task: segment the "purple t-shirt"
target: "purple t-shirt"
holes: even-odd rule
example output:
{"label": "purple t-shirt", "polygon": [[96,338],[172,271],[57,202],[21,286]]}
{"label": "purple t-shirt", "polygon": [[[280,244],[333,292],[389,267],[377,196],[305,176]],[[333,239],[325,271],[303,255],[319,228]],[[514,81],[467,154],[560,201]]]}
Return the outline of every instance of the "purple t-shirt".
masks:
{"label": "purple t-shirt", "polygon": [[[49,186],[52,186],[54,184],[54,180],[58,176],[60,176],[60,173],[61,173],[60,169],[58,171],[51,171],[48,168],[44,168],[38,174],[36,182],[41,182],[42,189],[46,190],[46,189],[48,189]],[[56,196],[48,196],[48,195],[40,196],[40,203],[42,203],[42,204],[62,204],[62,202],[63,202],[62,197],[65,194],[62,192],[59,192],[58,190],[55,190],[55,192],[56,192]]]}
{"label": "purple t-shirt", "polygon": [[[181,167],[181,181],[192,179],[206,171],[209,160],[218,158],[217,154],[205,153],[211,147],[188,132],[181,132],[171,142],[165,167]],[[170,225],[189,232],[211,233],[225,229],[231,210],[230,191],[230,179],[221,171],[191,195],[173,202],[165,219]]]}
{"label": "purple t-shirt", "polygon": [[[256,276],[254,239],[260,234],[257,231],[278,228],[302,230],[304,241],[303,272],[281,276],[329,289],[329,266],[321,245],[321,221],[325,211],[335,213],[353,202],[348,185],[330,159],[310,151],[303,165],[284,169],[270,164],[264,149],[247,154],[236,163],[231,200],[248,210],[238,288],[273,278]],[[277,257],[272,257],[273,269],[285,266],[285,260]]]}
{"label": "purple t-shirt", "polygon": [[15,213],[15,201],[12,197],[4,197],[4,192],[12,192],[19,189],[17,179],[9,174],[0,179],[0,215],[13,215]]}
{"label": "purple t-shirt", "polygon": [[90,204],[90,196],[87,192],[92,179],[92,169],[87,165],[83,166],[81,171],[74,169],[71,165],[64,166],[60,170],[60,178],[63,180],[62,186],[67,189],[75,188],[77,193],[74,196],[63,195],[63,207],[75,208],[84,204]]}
.....
Copy out the entries above exactly as given, starting at the top and ending with the line containing "Return the outline"; include both and nothing more.

● **TASK OUTPUT**:
task: segment the "purple t-shirt"
target: "purple t-shirt"
holes: even-odd rule
example output:
{"label": "purple t-shirt", "polygon": [[96,338],[172,271],[57,202],[21,286]]}
{"label": "purple t-shirt", "polygon": [[[280,244],[333,292],[389,267],[377,196],[305,176]],[[333,239],[325,271],[303,255],[319,228]],[[514,81],[467,154],[560,201]]]}
Return the outline of every instance of the "purple t-shirt".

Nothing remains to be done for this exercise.